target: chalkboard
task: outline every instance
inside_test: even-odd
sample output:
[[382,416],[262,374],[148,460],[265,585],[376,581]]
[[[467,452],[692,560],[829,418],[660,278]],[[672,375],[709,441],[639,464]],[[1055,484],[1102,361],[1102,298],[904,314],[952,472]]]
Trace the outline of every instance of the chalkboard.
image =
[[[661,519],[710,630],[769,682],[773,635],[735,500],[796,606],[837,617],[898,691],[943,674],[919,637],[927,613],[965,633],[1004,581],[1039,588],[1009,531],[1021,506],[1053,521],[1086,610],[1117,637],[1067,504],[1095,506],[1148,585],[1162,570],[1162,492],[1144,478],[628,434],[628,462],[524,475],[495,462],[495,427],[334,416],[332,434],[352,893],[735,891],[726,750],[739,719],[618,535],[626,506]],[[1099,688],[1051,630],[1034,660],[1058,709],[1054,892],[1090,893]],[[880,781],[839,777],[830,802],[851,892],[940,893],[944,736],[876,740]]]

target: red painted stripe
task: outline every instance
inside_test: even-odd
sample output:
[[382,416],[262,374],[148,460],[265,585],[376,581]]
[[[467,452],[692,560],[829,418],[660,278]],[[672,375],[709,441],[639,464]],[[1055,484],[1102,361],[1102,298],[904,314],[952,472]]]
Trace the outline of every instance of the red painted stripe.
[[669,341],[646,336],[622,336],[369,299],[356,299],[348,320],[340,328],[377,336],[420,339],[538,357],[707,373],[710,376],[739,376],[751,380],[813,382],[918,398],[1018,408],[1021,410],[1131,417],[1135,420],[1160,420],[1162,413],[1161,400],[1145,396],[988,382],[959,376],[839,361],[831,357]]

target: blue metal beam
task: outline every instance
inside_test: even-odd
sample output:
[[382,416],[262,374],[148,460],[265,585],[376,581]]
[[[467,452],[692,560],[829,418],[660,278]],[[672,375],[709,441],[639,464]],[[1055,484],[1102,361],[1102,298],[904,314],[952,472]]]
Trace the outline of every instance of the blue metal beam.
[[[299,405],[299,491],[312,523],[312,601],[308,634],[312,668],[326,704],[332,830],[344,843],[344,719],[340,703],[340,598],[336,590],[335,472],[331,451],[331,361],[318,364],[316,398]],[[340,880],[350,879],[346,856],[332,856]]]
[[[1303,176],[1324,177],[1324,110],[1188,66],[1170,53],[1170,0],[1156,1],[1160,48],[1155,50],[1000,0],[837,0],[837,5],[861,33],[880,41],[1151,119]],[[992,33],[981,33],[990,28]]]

+ + + + + + +

Revise the listing above so that every "even-odd" becomes "nonzero", and reproduce all of its lines with nothing else altered.

target: chalkboard
task: outline every instance
inside_test: nonzero
sample output:
[[382,416],[262,374],[148,460],[265,585],[376,581]]
[[[467,452],[692,560],[829,418],[660,278]],[[672,375],[709,441],[639,464]],[[1055,484],[1102,361],[1102,298],[904,314],[952,472]]]
Trace the outline of every instance of the chalkboard.
image =
[[[661,519],[710,630],[769,682],[773,635],[735,500],[796,606],[837,617],[898,691],[943,674],[919,637],[927,613],[965,633],[1004,581],[1039,588],[1009,531],[1021,506],[1053,521],[1086,610],[1117,637],[1067,504],[1095,506],[1148,585],[1162,570],[1162,492],[1144,478],[628,434],[628,462],[524,475],[495,462],[495,427],[334,416],[332,434],[352,893],[735,891],[726,750],[739,719],[618,535],[626,506]],[[1099,688],[1051,630],[1034,660],[1058,709],[1054,892],[1090,893]],[[880,781],[839,777],[830,802],[851,892],[940,893],[944,736],[876,740]]]

target: red painted stripe
task: outline every instance
inside_test: nonzero
sample output:
[[382,416],[262,374],[148,460],[265,585],[376,581]]
[[[467,452],[692,560],[829,418],[660,278]],[[672,375],[709,441],[639,464]],[[1055,484],[1102,361],[1102,298],[904,314],[952,472]]]
Trace the outline of every instance of the red painted stripe.
[[669,341],[646,336],[622,336],[369,299],[356,299],[348,320],[340,328],[377,336],[420,339],[538,357],[707,373],[710,376],[739,376],[751,380],[813,382],[918,398],[1018,408],[1021,410],[1131,417],[1135,420],[1160,420],[1162,413],[1161,400],[1145,396],[988,382],[959,376],[839,361],[831,357]]

target: blue metal beam
task: outline every instance
inside_test: nonzero
sample output:
[[382,416],[262,374],[148,460],[265,585],[376,581]]
[[[467,452],[692,560],[829,418],[660,278]],[[672,375],[709,441],[639,464]],[[1055,484],[1102,361],[1102,298],[904,314],[952,472]]]
Trace the outline of every instance of the blue metal beam.
[[[299,405],[299,491],[312,523],[312,601],[308,634],[312,668],[326,704],[332,830],[344,843],[344,719],[340,703],[340,598],[336,590],[335,472],[331,451],[331,361],[318,364],[316,398]],[[340,880],[350,879],[346,856],[332,856]]]
[[[1303,176],[1324,177],[1324,110],[1188,66],[1170,53],[1170,0],[1156,1],[1160,48],[1155,50],[1000,0],[837,0],[837,5],[861,33],[880,41],[1151,119]],[[992,33],[981,33],[990,28]]]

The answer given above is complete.